**Data records**
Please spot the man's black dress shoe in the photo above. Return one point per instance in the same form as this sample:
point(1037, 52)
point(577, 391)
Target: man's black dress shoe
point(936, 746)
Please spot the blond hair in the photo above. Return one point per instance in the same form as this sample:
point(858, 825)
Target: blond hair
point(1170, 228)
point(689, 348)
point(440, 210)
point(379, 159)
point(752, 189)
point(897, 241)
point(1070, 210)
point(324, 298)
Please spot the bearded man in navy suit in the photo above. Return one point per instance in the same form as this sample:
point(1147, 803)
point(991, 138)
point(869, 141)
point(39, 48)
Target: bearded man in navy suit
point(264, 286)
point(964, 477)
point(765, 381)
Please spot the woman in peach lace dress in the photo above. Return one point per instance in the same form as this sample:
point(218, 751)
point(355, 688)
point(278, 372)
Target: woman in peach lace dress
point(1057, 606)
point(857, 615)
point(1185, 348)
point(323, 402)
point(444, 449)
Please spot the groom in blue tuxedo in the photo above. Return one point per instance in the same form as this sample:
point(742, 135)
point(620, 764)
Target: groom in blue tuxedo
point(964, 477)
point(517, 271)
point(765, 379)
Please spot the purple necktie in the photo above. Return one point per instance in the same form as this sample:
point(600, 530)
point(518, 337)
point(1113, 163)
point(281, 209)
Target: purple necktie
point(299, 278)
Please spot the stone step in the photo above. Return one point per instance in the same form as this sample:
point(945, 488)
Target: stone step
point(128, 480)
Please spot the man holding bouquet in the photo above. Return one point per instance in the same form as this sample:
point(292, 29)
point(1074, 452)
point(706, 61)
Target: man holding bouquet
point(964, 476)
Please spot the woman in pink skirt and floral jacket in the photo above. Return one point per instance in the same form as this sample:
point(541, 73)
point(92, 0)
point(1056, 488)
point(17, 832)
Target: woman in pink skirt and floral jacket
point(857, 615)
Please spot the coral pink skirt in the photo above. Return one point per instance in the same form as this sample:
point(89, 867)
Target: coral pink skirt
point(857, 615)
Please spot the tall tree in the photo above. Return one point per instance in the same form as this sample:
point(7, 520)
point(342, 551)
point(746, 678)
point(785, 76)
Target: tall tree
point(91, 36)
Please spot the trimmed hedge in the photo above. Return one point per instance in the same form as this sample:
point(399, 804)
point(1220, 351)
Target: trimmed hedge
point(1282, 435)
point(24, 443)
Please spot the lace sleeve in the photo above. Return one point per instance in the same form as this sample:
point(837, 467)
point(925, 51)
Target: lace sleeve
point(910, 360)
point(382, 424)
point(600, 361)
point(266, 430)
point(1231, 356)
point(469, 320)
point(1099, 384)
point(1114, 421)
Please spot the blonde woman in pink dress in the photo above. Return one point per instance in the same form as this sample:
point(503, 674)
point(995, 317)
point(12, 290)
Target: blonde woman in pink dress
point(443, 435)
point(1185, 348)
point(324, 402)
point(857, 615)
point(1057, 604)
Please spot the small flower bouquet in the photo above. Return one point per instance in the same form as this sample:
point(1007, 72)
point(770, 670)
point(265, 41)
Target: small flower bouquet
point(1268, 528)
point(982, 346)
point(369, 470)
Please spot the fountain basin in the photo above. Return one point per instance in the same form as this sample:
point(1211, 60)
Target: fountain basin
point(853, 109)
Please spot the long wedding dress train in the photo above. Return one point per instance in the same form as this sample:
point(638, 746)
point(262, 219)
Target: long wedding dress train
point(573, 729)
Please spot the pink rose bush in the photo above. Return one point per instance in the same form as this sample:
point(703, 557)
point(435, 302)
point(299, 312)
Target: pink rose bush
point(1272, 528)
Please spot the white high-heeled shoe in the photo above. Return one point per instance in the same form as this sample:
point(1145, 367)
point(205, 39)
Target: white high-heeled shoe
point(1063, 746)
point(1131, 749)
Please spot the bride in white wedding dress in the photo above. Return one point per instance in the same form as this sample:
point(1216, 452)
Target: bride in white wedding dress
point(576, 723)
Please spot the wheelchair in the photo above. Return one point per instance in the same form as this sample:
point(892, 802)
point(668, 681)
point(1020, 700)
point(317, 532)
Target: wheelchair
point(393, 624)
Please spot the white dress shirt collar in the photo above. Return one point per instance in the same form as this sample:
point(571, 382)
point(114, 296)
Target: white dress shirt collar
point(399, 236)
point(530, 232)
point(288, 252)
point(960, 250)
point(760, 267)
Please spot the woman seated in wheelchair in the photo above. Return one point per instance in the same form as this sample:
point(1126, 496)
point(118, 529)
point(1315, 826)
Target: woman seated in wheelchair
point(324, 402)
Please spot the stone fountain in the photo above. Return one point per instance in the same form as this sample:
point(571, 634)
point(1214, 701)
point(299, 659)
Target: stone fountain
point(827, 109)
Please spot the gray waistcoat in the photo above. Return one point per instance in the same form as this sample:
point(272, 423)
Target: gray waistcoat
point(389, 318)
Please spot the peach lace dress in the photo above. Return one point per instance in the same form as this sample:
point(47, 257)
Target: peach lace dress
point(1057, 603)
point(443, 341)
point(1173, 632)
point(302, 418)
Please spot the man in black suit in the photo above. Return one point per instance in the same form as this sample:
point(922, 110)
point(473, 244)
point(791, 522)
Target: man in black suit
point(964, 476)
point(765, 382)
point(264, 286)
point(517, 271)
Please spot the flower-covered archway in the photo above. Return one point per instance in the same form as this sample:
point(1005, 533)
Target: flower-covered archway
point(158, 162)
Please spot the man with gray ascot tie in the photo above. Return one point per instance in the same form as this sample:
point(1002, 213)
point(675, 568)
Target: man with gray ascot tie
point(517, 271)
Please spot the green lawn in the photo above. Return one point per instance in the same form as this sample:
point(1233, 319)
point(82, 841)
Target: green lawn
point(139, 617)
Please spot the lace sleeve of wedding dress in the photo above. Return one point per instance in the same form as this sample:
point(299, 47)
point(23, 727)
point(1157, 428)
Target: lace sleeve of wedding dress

**Work required**
Please reproduce the stretch from the line containing "Please spot the stone step" through the line containing "point(853, 109)", switching "Target" to "Label" and leaving everything else unchanged. Give only those lines.

**Written solution**
Please spot the stone step in the photo above. Return one point per instance in the same form as this sample:
point(945, 488)
Label: stone step
point(128, 480)
Please spot the man holding bouquet in the photo above. Return one point per instance in the same form as this sample:
point(292, 29)
point(1074, 452)
point(706, 61)
Label: man holding bouquet
point(964, 476)
Please spot the woman in pink skirt and floral jacket in the photo above. Return one point per instance in the same form as this sample:
point(541, 73)
point(92, 0)
point(1056, 488)
point(17, 832)
Label: woman in pink skirt and floral jacket
point(857, 615)
Please spot the coral pink skirt in the photo above. Return one point per instance in the same form as this sample:
point(89, 867)
Label: coral pink skirt
point(857, 615)
Please spot the tall tree in the photo above. Return one point per instance in the same form as this sample:
point(7, 520)
point(342, 551)
point(746, 678)
point(785, 76)
Label: tall tree
point(91, 36)
Please spot the trimmed hedge in the photo above. Return one point per instance in the same form as this sample:
point(399, 804)
point(1220, 351)
Label: trimmed hedge
point(1282, 435)
point(24, 443)
Please spot the lace sleeve in the photo above. Return one point per instance in the same form as this sample:
point(837, 467)
point(925, 51)
Label: lace sleeve
point(910, 360)
point(382, 424)
point(600, 361)
point(266, 430)
point(1231, 356)
point(469, 320)
point(1099, 384)
point(1114, 421)
Please spot the blonde woman in pink dress in the photo above. Return one point per instance in the same form as this sample:
point(503, 674)
point(995, 317)
point(12, 290)
Label: blonde woman in pink dress
point(443, 435)
point(1185, 348)
point(324, 402)
point(857, 615)
point(1057, 604)
Please spot the small flower bouquet in the photo above. Return one point per instance in the same form as this sample:
point(1007, 72)
point(770, 670)
point(265, 41)
Label: small flower bouquet
point(1268, 528)
point(982, 346)
point(369, 470)
Please spot the fountain basin in the photo above. Return one point per instance in the same form as this sample:
point(1211, 60)
Label: fountain basin
point(853, 109)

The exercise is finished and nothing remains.